Übertrage den folgenden Satz aus dem Seitenauszug über den Ulmer Jazzclub Sauschdall ins Englische: „Auch bekannt ist das Ulmer Münster, allein schon wegen des hoch in den Himmel ragenden Turms.“
#### Seitenauszug ####
Christoph Grab: Im Gespräch mit … dem in Zürich beheimateten Hochschullehrer und Saxofonisten

Der Ulmer Spatz ist bekannt, in Schokolade, aber auch als bunte Stadtskulptur. Auch bekannt ist das Ulmer Münster, allein schon wegen des hoch in den Himmel ragenden Turms. Doch wer weiß eigentlich, dass die Stadt an der Donau, von einem dichten Festungsring umgeben ist und in einem der Festungswerke der Jazzclub Sauschdall existiert? Kaum einer - und das soll sich ändern, zumal im Sauschdall dank freiwilliger Mitarbeiter seit fünf Jahrzehnten Jazz vom Feinsten zu hören ist. Genutzt wird für das Jazzen der Gewölbekeller der sogenannten Courtine zum Unteren Gaisenberg. Das alles folgt dem Motto: kommerzfrei und ehrenamtlich(!). Wer war hier nicht schon alles zu Gast, ob die Organistin Barbara Dennerlein oder der Bassist Eberhard Weber, als er noch nicht durch einen Schlaganfall zum Nichtspielen verurteilt war, der Saxofonist Charly Mariano und der Free-Jazzer Alexander von Schlippenbach, klangvolle Namen der Jazzwelt. Aber es gelingt auch immer wieder mit Erfolg, dem Publikum frische aktuelle Jazzmusik zu präsentieren.

Im Jazzclub Sauschdall, der im Werk XX an der Prittwitzstraße zu finden ist, traf ich bei der Release der CD "Raw Vision" den Schweizer Saxofonisten Christoph Grab, der in Ulm mit Maxime Paratte (Schlagzeug), Frank Möbius (Gitarre), Thomas Luescher (Akkordeon) und Silvan Jeger (Bass) auftrat. Grab, der an der Swiss Jazz School seine musikalische Ausbildung erhielt, hatte unter seinen Lehrern und Mentoren so bekannte Musiker wie David Liebman und Joe Lovano. Besonders im Gedächtnis geblieben ist mir von der neusten CD „Raw Vision“ der Titel „Klick Dich selbst“. Hier nimmt Grab eine Piratenpolitikerin aufs Korn, die unablässig die Aufhebung des Urheberrechts fordert. Als sie dann selbst publizierte, und diese Publikation von Dritten dann kostenfrei online gestellt wurde, prozessierte die besagte Dame wegen der Verletzung des Urheberrechts – ein Fall von doppeltem Standard! Christoph Grab war ein wenig überrascht, als er den Mitschnitt realisierte und meinte, er müsse nun gestochenes Hochdeutsch reden. Doch ich beruhigte ihn und bat ihn so zu reden, wie ihm der Schnabel gewachsen ist – aber bitte nicht in Schwyzerdütsch.

Deine neuste Einspielung mit einem Septett trägt den Titel „Raw Vision“ - und das mit Absicht, wie ich im Gespräch erfahren konnte. Meine Frage: Welche Visionen hast du, wenn du deinen aktuellen Jazz spielst?
#### Bereitgestellte Angaben ####
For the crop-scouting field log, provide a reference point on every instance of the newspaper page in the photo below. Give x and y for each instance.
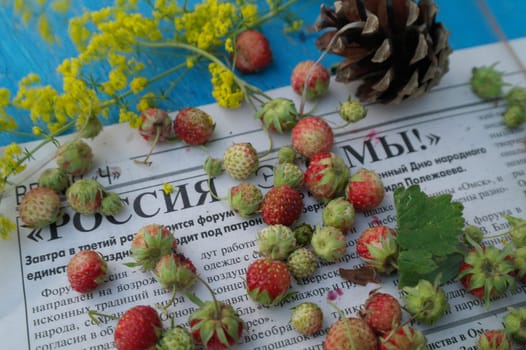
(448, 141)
####
#### Bereitgestellte Angaben ####
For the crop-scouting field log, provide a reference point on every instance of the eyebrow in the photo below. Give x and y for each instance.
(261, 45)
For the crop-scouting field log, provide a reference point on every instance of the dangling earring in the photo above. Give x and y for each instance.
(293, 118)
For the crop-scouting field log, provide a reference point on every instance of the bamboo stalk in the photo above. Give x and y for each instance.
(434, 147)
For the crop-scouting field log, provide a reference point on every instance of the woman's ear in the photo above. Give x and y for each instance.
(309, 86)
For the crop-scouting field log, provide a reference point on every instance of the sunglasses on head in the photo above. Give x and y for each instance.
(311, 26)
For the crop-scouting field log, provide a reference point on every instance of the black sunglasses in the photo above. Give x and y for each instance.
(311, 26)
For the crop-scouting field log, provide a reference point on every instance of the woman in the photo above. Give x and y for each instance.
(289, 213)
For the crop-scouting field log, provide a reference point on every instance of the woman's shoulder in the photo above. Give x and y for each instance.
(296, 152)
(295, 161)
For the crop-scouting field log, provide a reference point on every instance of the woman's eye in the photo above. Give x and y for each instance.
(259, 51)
####
#### Bereitgestellte Angaben ####
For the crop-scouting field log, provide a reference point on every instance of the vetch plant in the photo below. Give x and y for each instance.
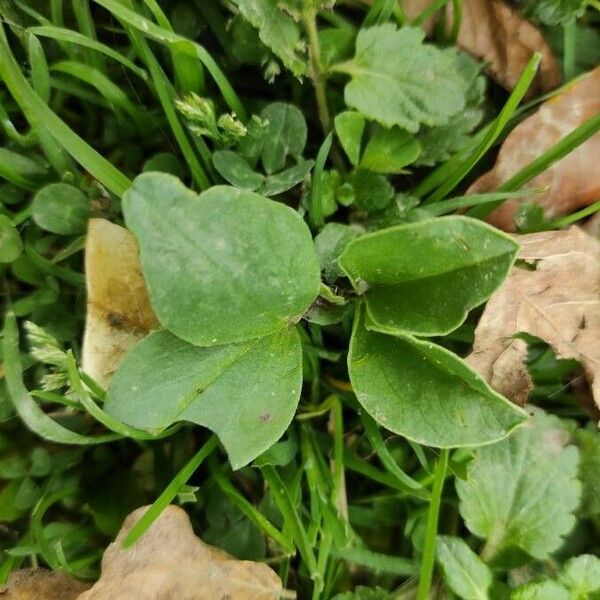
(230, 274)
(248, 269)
####
Lösung: Ulm Minster is also well known, if only because of its tower soaring high into the sky.